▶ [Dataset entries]
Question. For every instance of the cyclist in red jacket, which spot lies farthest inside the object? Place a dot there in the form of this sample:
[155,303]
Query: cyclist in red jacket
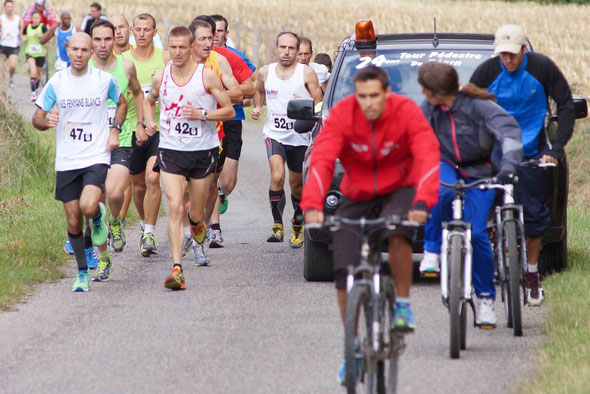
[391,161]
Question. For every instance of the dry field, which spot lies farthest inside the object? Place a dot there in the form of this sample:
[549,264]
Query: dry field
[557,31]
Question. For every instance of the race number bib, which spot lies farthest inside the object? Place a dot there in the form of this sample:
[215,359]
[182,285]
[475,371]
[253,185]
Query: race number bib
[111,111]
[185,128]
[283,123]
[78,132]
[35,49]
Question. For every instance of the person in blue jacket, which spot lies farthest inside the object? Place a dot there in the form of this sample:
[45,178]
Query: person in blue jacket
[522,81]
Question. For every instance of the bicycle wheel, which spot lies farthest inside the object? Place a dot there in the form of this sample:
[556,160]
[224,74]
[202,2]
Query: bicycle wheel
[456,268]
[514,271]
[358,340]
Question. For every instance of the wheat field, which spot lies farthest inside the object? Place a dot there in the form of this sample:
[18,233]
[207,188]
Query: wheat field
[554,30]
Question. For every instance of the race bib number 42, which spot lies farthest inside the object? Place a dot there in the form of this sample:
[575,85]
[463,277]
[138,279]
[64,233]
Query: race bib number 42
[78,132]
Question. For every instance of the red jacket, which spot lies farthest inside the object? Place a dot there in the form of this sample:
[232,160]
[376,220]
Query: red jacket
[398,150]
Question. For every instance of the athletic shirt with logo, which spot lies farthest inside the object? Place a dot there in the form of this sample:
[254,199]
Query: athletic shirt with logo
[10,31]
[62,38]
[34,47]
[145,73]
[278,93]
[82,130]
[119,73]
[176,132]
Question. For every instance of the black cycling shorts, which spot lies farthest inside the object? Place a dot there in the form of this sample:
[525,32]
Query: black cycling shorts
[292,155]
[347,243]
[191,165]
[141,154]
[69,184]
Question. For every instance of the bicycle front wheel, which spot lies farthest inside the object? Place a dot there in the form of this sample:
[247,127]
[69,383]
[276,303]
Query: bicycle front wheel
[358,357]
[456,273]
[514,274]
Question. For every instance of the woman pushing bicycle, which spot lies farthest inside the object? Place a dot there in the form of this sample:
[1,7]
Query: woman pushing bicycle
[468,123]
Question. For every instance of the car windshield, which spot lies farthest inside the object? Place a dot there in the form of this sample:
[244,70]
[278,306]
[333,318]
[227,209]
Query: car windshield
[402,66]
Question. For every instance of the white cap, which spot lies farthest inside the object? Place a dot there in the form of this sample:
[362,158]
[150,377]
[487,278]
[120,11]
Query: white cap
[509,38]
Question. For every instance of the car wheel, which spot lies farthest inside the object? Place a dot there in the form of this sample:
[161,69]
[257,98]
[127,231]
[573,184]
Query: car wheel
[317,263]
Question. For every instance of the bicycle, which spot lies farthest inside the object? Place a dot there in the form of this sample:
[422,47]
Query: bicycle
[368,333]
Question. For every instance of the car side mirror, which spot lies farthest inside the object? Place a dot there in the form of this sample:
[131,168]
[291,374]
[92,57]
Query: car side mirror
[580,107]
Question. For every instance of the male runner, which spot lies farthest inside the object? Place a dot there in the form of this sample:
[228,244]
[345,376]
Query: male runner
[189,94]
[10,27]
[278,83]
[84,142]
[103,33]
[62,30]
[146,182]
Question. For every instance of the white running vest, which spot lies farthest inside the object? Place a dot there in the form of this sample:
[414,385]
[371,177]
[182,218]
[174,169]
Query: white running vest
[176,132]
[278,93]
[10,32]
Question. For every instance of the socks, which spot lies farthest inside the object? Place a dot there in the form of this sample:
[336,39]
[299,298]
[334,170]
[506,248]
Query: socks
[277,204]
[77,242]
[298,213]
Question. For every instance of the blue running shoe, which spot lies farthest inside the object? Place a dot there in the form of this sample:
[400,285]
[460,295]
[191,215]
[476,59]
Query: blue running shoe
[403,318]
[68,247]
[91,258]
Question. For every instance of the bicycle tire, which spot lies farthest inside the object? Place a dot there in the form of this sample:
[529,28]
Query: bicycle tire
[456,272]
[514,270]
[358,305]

* * *

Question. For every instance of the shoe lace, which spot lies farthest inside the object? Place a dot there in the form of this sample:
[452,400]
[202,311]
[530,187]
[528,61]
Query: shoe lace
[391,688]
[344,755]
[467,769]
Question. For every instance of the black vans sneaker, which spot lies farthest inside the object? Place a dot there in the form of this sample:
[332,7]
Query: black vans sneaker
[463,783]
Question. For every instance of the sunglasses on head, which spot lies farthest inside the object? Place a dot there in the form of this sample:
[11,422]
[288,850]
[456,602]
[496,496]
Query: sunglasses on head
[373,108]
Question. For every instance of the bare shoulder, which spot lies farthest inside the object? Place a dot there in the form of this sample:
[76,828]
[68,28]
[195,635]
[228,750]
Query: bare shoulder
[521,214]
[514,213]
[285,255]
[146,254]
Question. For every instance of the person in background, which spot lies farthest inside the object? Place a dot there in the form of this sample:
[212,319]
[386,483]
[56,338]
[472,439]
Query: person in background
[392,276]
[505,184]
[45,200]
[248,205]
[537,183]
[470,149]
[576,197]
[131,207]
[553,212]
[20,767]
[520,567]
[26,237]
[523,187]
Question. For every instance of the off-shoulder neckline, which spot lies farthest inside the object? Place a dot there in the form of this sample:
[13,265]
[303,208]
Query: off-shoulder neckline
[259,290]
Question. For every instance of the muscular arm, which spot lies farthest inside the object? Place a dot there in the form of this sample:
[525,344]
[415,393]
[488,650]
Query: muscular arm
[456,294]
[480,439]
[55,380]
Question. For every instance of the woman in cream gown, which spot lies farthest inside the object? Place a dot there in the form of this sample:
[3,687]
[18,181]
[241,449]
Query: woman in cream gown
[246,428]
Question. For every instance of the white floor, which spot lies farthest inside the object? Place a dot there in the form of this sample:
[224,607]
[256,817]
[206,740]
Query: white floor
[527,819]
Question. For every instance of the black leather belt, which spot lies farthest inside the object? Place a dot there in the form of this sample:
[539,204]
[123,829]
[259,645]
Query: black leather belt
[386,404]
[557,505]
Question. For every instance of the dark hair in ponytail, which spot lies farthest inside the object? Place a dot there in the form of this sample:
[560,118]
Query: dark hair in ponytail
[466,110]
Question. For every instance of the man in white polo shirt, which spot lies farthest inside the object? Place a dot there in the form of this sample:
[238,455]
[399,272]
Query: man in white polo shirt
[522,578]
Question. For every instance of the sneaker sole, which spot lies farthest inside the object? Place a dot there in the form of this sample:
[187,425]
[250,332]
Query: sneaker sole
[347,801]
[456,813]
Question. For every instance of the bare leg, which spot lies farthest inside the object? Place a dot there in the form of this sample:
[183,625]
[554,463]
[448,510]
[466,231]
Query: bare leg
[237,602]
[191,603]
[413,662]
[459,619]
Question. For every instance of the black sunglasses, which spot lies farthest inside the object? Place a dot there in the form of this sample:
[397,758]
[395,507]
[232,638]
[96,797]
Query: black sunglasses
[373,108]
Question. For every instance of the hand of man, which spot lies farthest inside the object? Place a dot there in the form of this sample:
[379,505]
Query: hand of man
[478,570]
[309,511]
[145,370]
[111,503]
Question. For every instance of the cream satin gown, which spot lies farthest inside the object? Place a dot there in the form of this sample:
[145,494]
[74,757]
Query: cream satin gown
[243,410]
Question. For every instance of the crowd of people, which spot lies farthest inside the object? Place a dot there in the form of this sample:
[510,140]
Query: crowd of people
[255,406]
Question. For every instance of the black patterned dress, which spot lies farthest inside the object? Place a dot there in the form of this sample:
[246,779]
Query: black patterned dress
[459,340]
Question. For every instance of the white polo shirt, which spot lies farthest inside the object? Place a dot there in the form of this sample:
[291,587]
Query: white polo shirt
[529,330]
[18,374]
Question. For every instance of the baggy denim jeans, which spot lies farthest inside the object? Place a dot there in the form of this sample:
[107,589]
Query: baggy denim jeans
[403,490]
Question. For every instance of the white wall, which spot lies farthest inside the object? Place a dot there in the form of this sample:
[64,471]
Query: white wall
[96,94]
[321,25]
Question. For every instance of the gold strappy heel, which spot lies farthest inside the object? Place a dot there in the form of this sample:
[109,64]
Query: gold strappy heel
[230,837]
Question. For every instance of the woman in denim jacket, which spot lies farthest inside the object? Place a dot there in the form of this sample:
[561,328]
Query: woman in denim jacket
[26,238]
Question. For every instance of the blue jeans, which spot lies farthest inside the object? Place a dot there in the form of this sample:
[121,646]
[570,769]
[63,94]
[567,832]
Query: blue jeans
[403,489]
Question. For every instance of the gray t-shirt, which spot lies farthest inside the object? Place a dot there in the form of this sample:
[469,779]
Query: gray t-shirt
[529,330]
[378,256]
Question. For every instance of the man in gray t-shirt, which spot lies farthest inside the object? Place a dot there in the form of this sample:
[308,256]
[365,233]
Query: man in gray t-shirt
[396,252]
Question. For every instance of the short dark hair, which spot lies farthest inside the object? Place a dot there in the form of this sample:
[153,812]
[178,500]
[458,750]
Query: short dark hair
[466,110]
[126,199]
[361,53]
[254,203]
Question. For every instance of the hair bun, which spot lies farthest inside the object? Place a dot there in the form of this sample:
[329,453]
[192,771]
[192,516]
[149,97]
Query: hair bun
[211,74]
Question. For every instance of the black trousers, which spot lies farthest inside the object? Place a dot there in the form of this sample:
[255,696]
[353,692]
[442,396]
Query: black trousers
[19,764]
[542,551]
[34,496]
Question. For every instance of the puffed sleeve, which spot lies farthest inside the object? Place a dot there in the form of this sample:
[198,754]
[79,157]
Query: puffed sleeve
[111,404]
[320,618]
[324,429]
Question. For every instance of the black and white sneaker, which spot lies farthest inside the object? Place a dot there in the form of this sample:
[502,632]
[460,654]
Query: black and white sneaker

* * *

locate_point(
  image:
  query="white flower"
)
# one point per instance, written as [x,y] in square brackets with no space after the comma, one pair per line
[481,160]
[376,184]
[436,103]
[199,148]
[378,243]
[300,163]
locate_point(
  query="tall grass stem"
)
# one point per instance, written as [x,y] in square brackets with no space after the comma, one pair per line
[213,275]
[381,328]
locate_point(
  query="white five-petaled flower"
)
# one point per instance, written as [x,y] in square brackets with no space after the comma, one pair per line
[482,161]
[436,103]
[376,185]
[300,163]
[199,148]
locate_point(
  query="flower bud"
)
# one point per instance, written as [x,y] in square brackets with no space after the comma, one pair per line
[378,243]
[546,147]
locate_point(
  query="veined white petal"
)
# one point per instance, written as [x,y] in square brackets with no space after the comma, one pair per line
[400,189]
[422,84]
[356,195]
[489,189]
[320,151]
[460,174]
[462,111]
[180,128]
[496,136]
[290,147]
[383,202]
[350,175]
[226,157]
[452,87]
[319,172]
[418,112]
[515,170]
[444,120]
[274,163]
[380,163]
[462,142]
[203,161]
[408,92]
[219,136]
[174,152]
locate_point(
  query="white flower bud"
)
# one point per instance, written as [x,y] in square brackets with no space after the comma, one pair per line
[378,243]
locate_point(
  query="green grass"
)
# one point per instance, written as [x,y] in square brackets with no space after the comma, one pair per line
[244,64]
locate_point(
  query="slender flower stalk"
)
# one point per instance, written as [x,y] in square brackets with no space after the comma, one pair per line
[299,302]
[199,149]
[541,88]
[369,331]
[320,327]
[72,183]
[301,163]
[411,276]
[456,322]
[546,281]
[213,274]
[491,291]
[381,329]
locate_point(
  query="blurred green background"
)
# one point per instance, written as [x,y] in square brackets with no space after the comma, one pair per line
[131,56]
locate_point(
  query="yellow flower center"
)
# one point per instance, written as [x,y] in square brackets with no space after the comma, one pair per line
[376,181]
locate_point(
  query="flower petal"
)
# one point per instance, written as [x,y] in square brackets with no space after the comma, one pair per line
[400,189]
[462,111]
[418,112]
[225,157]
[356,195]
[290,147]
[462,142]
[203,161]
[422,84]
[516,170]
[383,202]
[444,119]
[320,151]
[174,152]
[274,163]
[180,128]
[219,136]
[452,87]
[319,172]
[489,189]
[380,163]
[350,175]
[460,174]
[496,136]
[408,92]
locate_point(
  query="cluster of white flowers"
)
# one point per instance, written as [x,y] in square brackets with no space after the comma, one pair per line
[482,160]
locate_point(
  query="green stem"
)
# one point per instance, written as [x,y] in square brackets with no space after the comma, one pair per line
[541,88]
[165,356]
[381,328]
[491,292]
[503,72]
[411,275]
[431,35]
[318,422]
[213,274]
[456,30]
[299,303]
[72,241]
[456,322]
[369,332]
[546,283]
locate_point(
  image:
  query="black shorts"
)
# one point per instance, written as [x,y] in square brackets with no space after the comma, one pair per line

▶ [Work item] Check each line above for "stem" and please state only how many have it.

▶ [Response for this exercise] 2